Point-based annotation entries:
***
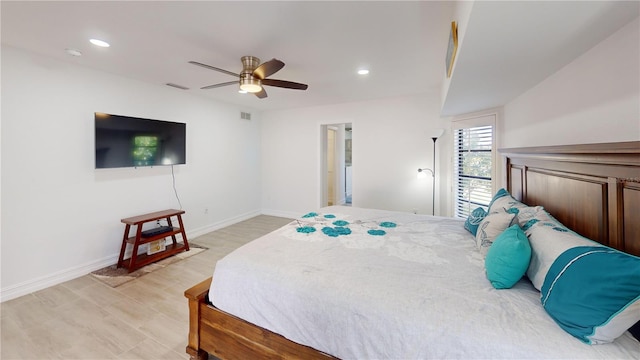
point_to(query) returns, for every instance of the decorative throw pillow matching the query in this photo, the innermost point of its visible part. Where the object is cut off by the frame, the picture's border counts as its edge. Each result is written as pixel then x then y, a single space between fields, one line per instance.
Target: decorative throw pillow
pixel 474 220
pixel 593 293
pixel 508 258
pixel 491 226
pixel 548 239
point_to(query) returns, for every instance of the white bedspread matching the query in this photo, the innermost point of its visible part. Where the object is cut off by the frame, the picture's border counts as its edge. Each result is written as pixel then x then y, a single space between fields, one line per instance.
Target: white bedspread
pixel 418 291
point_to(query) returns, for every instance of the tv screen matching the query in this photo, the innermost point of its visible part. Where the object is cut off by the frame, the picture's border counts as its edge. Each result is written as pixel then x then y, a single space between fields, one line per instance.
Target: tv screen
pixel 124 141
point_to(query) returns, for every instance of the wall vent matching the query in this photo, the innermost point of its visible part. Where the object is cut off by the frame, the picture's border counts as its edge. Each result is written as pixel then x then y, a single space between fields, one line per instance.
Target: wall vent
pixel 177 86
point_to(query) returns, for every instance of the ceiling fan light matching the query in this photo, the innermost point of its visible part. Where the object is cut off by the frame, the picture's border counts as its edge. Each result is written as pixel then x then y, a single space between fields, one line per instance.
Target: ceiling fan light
***
- _EXERCISE GOAL_
Can you recast every line of these entries as a Markdown table with the columns Row and Line, numbering each row, skipping blank lines, and leaving the pictures out?

- _SOLUTION_
| Row | Line |
|---|---|
| 1 | point_to(query) returns, for every instance of the decorative throw pillow matching the query in this photo, the innermost point of its visible part. Where the object is cut off by the frame, the picture's border counts as its edge. Each result is written as pixel then x then y, a single space between fields, one line per instance. |
| 2 | Target: decorative throw pillow |
| 3 | pixel 474 220 |
| 4 | pixel 593 293 |
| 5 | pixel 508 258 |
| 6 | pixel 491 226 |
| 7 | pixel 548 239 |
| 8 | point_to(query) returns, for every instance of the white bedspread matching the query in this photo, the innermost point of its visible part. Where the object is cut off by the frame, the picture's border counts as its edge. Each result is written as pixel then x then y, a single space between fields, one line per instance. |
| 9 | Target: white bedspread |
| 10 | pixel 418 291 |
| 11 | point_to(query) returns, for every instance of the tv screen matching the query in this photo, the innermost point of its visible part. Where the object is cut off by the frame, the picture's border counts as its edge. Each result is written as pixel then x then y, a single space between fields, one line per instance. |
| 12 | Target: tv screen |
| 13 | pixel 124 141 |
| 14 | point_to(query) returns, for every instance of the wall vent matching the query in this photo, the innermost point of its visible part. Where the object is cut off by the frame, the picture's border counts as its edge. Each result is written as pixel then x then y, a single space between fields, one line per instance. |
| 15 | Target: wall vent |
| 16 | pixel 177 86 |
| 17 | point_to(query) returns, for every instance of the ceiling fan light matching the query in this photo, the innermost point of its visible part. Where the object is cut off by the frame, the picture's border counts as its edge. Each result is written as pixel then x then y, a single space between fields, one line per instance. |
| 18 | Target: ceiling fan light |